### Task directions
Write out the lines below word for word, leaving out the pictures.

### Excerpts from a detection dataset
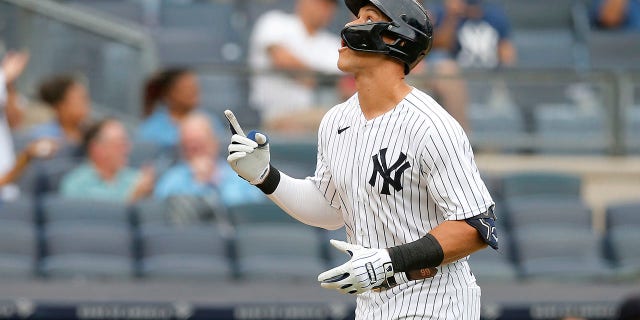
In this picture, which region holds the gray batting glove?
[224,110,270,185]
[318,240,394,294]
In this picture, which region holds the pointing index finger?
[224,110,246,137]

### Reply
In this picture, which region holds the gray batting glove?
[224,110,270,185]
[318,240,394,294]
In this picture, which region holds the pointing index finger?
[224,110,246,137]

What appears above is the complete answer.